[Goal] Return each line of the listing below that contains the word "lagoon".

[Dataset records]
- - - - - - -

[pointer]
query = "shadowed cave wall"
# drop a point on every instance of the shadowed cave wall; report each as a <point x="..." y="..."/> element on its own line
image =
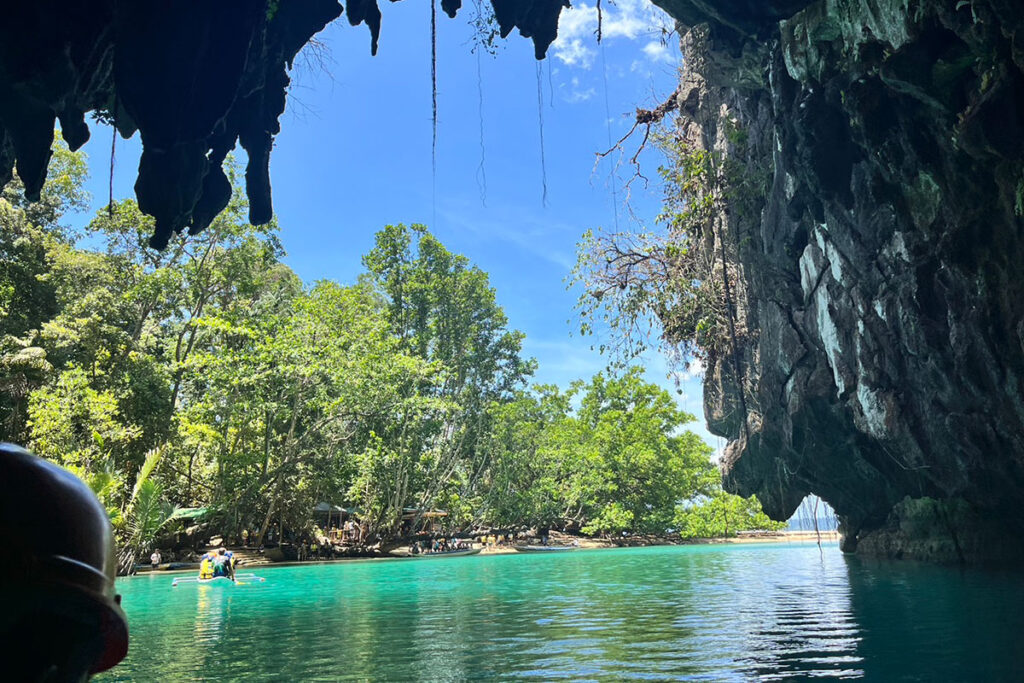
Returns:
<point x="875" y="243"/>
<point x="873" y="238"/>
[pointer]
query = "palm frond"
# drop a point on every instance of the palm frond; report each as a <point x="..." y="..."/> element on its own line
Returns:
<point x="152" y="458"/>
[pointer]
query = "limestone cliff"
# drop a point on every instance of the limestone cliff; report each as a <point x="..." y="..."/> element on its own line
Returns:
<point x="876" y="244"/>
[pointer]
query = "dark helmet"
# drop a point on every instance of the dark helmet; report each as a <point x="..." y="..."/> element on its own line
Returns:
<point x="57" y="572"/>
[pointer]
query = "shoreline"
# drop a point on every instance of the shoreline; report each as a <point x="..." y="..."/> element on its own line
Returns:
<point x="560" y="539"/>
<point x="584" y="543"/>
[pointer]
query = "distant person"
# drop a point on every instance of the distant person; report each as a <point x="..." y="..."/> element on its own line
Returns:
<point x="60" y="616"/>
<point x="223" y="564"/>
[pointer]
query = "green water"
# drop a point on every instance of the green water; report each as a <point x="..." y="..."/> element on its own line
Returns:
<point x="723" y="612"/>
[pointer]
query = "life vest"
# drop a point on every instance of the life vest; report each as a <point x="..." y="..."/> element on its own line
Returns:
<point x="206" y="568"/>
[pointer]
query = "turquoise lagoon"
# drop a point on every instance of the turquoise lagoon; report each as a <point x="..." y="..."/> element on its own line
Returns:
<point x="692" y="612"/>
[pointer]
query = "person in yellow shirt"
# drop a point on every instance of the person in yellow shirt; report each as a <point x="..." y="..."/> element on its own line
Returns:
<point x="206" y="566"/>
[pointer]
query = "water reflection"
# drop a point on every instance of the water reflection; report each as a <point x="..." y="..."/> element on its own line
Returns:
<point x="697" y="612"/>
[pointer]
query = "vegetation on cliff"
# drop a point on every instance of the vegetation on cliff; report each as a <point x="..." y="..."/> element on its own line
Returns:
<point x="210" y="376"/>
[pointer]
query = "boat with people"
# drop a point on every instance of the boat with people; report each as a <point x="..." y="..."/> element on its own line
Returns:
<point x="462" y="552"/>
<point x="237" y="580"/>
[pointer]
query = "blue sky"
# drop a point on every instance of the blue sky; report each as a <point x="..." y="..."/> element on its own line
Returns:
<point x="354" y="154"/>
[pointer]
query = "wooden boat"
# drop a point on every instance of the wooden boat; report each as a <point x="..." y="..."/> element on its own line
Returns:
<point x="218" y="581"/>
<point x="450" y="553"/>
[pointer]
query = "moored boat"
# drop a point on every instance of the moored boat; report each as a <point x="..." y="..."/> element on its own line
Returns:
<point x="448" y="553"/>
<point x="218" y="581"/>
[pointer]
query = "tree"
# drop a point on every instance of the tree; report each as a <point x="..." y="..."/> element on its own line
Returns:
<point x="721" y="514"/>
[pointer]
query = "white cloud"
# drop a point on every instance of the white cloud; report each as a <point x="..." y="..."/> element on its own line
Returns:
<point x="694" y="369"/>
<point x="630" y="19"/>
<point x="657" y="51"/>
<point x="578" y="94"/>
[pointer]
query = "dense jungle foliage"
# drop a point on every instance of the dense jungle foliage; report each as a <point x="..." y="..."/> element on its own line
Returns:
<point x="210" y="376"/>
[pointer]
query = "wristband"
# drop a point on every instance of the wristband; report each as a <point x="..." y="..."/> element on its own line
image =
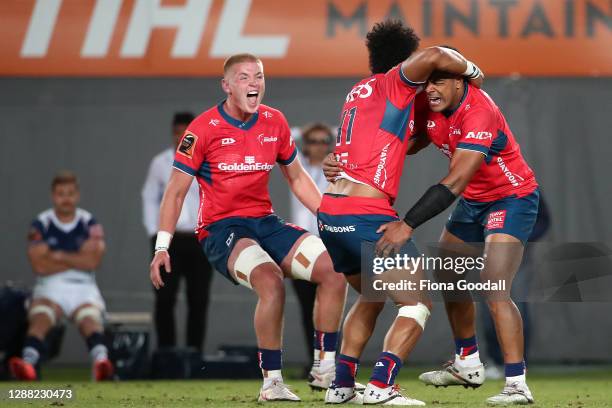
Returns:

- - - - - - -

[Full output]
query = "turquoise lagoon"
# drop a point on every instance of the turquoise lagoon; report each as a <point x="..." y="..."/> element on its own line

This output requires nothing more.